Kirchenorgel: Klangfarben jetzt lebendiger

Knapp zehn Monate lang war die Sittenser Kirchenorgel verstummt. Denn: Die „Königin der Instrumente" musste generalüberholt werden. Schmutz und mechanische Abnutzungen hatten den Klang des 1959 vom Göttinger Orgelbauer Paul Ott erbauten Instrumentes deutlich beeinträchtigt. Die notwendigen Arbeiten wurden von Ende Mai letzten Jahres bitte Mitte März von Orgelbaumeister Harm Dieder Kirschner und seinen Mitarbeitern aus Ostfriesland ausgeführt.

Die Orgel wurde bis auf das Gehäuse, das einen neuen Anstrich bekommen hat, zerlegt, die über 2000 Pfeifen, die auf pneumatischen Kastenladen stehen, wurden ausgebaut, einzeln von Hand bearbeitet, gereinigt und neu verleimt. Nun erstrahlt das imposante Instrument in neuem Glanz und vor allem in größerer Klangvielfalt.

„Bestimmte Tonarten kommen viel deutlicher zum Ausdruck, die Klangfarben sind lebendiger. Das wird den Gemeindegesang deutlich bereichern", freuen sich Kirchenorganistin Olga Chumikova und Pastor Andreas Hannemann.

Während der Renovierung war die Empore für Besucher gesperrt. Denn gewisse Vorgänge - Arbeiten an der Mechanik und an der Intonation - können nur vor Ort erledigt werden. Pfeifenbecher müssen zum Beispiel ständig angehört werden, um zu entscheiden, ob sie verkürzt oder verlängert werden sollten. Dazu war eine mobile Werkstatt im Einsatz. Alle Pfeifen wurden indes in der Werkstatt des Orgelbauers gereinigt und erhielten dort eine Frischekur.
━━━━━━━━━━━━━━━━━━━━━━━━━━━━━━
AUFGABEN:
(a) Nenne alle Personen, deren Namen im Text über die Sittenser Kirchenorgel vorkommen.
(b) Warum war die Empore während der Renovierung für Besucher gesperrt? Antworte anhand des Textes über die Sittenser Kirchenorgel.
(c) Schreibe den Text über die Sittenser Kirchenorgel nach seinem letzten Satz weiter.
Die Einträge stammen aus einer anderen Quelle.

DATENSATZEINTRÄGE:
━━━━━━━━━━━━━━━━━━━━━━━━━━━━━━
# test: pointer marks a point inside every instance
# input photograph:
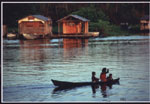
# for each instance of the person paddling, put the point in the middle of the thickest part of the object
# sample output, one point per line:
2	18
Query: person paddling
109	78
94	79
103	75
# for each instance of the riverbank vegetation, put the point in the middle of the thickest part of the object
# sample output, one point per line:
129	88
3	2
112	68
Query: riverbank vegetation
107	18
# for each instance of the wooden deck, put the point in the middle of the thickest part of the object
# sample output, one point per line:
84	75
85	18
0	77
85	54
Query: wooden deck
89	35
━━━━━━━━━━━━━━━━━━━━━━━━━━━━━━
LÖSUNGEN:
(a)
- Paul Ott
- Harm Dieder Kirschner
- Olga Chumikova
- Andreas Hannemann

(b) Bestimmte Arbeiten an der Mechanik und an der Intonation lassen sich nur vor Ort erledigen. So mussten etwa die Pfeifenbecher ständig angehört werden, um zu entscheiden, ob sie verkürzt oder verlängert werden sollten.

(c)
Das Herausnehmen und Überarbeiten der schweren Windladen war laut Kirschner bei der Sittenser Orgel nicht einfach. Auch die mechanische Traktur war nicht einfach leichtgängig zu machen, ohne sie großartig zu verändern. Eine besondere Herausforderung war die Arbeit an den Zungenregistern, vor allem im Pedal – davon hat die Sittenser Orgel allein drei. Die Zungenregister sind alle sehr hell intoniert. Normalerweise wäre die Länge der tiefsten Pfeife über vier Meter, in Sittensen sind es aber nur zwei Meter, was den Klang etwas herausnimmt.

Der Subbass, das tiefe Pedalregister, wurde aufgeschnitten und die Öffnung der Pfeife vorne etwas höher gemacht, bei den Zungenregistern wurden die Kehlen aufgeschnitten, die teilweise nur drei Millimeter breit waren, was viel zu schmal ist. Der Klang der Zungenregister ist somit etwas dicker geworden, so wie es bei historischen Orgeln nachweisbar ist.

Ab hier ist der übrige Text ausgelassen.